▸ Work to be completed
Render every row below as a two-column Markdown table, with the headers "No." and "Entry": put a sequential row number in "No." and the row's text in "Entry", omitting blank lines.

▸ Information supplied
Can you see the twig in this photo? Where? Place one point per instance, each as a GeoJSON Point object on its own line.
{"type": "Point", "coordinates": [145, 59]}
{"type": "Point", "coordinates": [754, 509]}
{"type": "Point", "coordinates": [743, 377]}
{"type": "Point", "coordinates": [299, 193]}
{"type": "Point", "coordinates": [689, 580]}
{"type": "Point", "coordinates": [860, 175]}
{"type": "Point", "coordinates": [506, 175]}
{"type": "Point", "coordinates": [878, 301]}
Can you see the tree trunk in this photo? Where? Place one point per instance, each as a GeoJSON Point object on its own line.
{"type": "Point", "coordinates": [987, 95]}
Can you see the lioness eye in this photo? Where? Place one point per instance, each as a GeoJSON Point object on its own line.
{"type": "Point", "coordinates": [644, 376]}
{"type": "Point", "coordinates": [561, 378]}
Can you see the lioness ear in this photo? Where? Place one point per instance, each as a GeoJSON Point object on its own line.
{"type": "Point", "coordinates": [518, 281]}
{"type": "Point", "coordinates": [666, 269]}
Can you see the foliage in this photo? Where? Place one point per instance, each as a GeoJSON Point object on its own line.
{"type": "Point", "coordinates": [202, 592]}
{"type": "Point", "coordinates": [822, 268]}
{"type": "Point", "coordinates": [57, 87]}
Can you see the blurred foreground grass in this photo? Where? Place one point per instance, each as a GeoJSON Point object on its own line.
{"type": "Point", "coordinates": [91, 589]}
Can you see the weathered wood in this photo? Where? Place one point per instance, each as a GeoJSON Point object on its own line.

▸ Completed exercise
| No. | Entry |
|---|---|
| 1 | Can you see the twig in this photo? Where? Place one point per instance, each as a GeoJSON Point object on its own line. |
| 2 | {"type": "Point", "coordinates": [145, 59]} |
| 3 | {"type": "Point", "coordinates": [754, 509]} |
| 4 | {"type": "Point", "coordinates": [743, 377]} |
| 5 | {"type": "Point", "coordinates": [299, 193]} |
| 6 | {"type": "Point", "coordinates": [689, 580]} |
| 7 | {"type": "Point", "coordinates": [860, 175]} |
| 8 | {"type": "Point", "coordinates": [506, 175]} |
| 9 | {"type": "Point", "coordinates": [878, 301]} |
| 10 | Can you see the tree trunk in this photo? Where? Place one point per instance, each as a GeoJSON Point object on its own line. |
| 11 | {"type": "Point", "coordinates": [987, 95]} |
| 12 | Can you see the lioness eye in this photo? Where? Place one point per instance, each as a GeoJSON Point object on its own line. |
| 13 | {"type": "Point", "coordinates": [644, 376]} |
| 14 | {"type": "Point", "coordinates": [561, 378]} |
| 15 | Can you see the lioness ear in this photo? Where? Place one point per instance, each as a GeoJSON Point object on its own line. |
| 16 | {"type": "Point", "coordinates": [518, 281]} |
| 17 | {"type": "Point", "coordinates": [666, 269]} |
| 18 | Can you see the foliage in this photo? Where? Place one point per instance, each as a GeoJSON Point object on its own line. |
| 19 | {"type": "Point", "coordinates": [202, 592]} |
| 20 | {"type": "Point", "coordinates": [822, 268]} |
| 21 | {"type": "Point", "coordinates": [57, 87]} |
| 22 | Can you see the blurred foreground grass in this photo? Where? Place one point per instance, each as a GeoJSON Point object on its own line. |
| 23 | {"type": "Point", "coordinates": [91, 589]} |
| 24 | Can you see the weathered wood in this photo? Where? Place one point per instance, each as a GeoJSON Point object on its own line. |